-- QUOTED PASSAGE start --

Comedia Capa y Espada
Spanish "cape and sword" plays, popular during the seventeenth century. Often featuring macho heroes who must sacrifice their love to preserve their honour, such works combined comedy, violence, and adventure in a mix not unlike that of contemporary action films.
Comédie Française
The oldest state-funded theatre company still in existence. The company was formed at the command of King Louis XIV in 1680, through the amalgamation of the two remaining French-language troupes in Paris, one of which was Molière's. Called the Comédie Française to distinguish it from the Italian company then resident in the capital (see commedia dell'arte), it was granted a monopoly on the performance of French drama. It is a symbol today of national conservatism.
Comédies Rosses
Plays most closely associated with André Antoine's Théâtre Libre in late-nineteenth-century Paris. Comédies rosses featured sordid revelations of the depravity and bestiality of outwardly respectable but hypocritical upper- or middle-class characters.
Comedy
A play written to induce joy or laughter in the audience. Unlike tragedy, which generally takes characters from a condition of prosperity to a state of destruction or loss, comedy usually begins with a problem, and ends with its happy resolution. Comedy ranges from laughing genres such as satire and comedy of manners, parody, farce and burlesque, to such weepy genres as sentimental and romantic comedy (see also situation comedy).

-- QUOTED PASSAGE end --
-- PROVIDED DATA start --

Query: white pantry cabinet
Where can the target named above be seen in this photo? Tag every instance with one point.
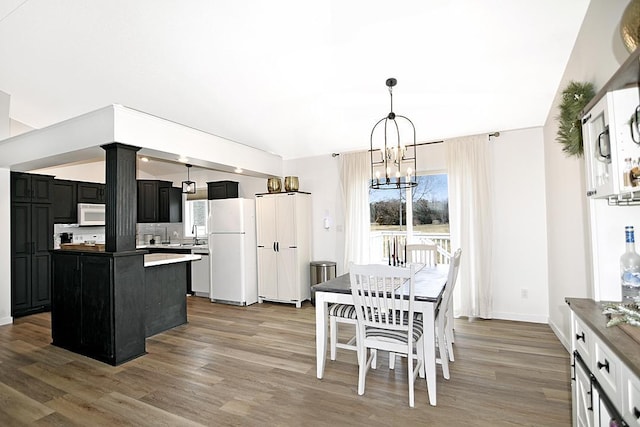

-- PROVIDED DATA end --

SET OF TASKS:
[a] Transcribe the part of the theater glossary that begins at the words "Comedia Capa y" and stops after "of national conservatism.".
[b] According to the theater glossary, in what year was the Comédie Française formed?
[c] Extend the theater glossary past its last entry.
The material was drawn from a separate source.

ANSWERS BELOW:
[a]
Comedia Capa y Espada
Spanish "cape and sword" plays, popular during the seventeenth century. Often featuring macho heroes who must sacrifice their love to preserve their honour, such works combined comedy, violence, and adventure in a mix not unlike that of contemporary action films.
Comédie Française
The oldest state-funded theatre company still in existence. The company was formed at the command of King Louis XIV in 1680, through the amalgamation of the two remaining French-language troupes in Paris, one of which was Molière's. Called the Comédie Française to distinguish it from the Italian company then resident in the capital (see commedia dell'arte), it was granted a monopoly on the performance of French drama. It is a symbol today of national conservatism.

[b] 1680

[c]
Comedy of Manners
A type of comic play that flourished in the late seventeenth century in London, and elsewhere since, which bases its humour on the sexual and marital intrigues of "high society." It is sometimes contrasted with "comedy of character," as its satire is directed at the social habits and conventional hypocrisy of the whole leisured class. Also called Restoration Comedy; exemplified by the plays of Behn, Wycherley, and Congreve.
Commedia dell'arte
A species of partly masked, highly physical, and almost completely improvised comic performance that emerged in Renaissance Italy and remained popular all across Europe for the next three hundred years. Its name, which essentially means "professional acting," distinguishes it from the scholarly amateur theatre that emerged at the same time (commedia erudita). Its characters were few in number and always more or less the same (see stock characters), but some remain in use today: Harlequin, Pierrot, Pulchinella, and others. See also lazzi.
Commedia Erudita
The theatre of the scholarly academies that flourished in Renaissance Italy. Its practitioners, who were "erudite" or well-read, wrote plays in imitation of Greek and Roman tragedies, satyr plays, and comedies, staged them in new experimental indoor theatres, and in the process invented many aspects of post-classical theatre: the proscenium arch, illusionistic, changeable scenery, theatrical lighting, pastoral drama, and opera.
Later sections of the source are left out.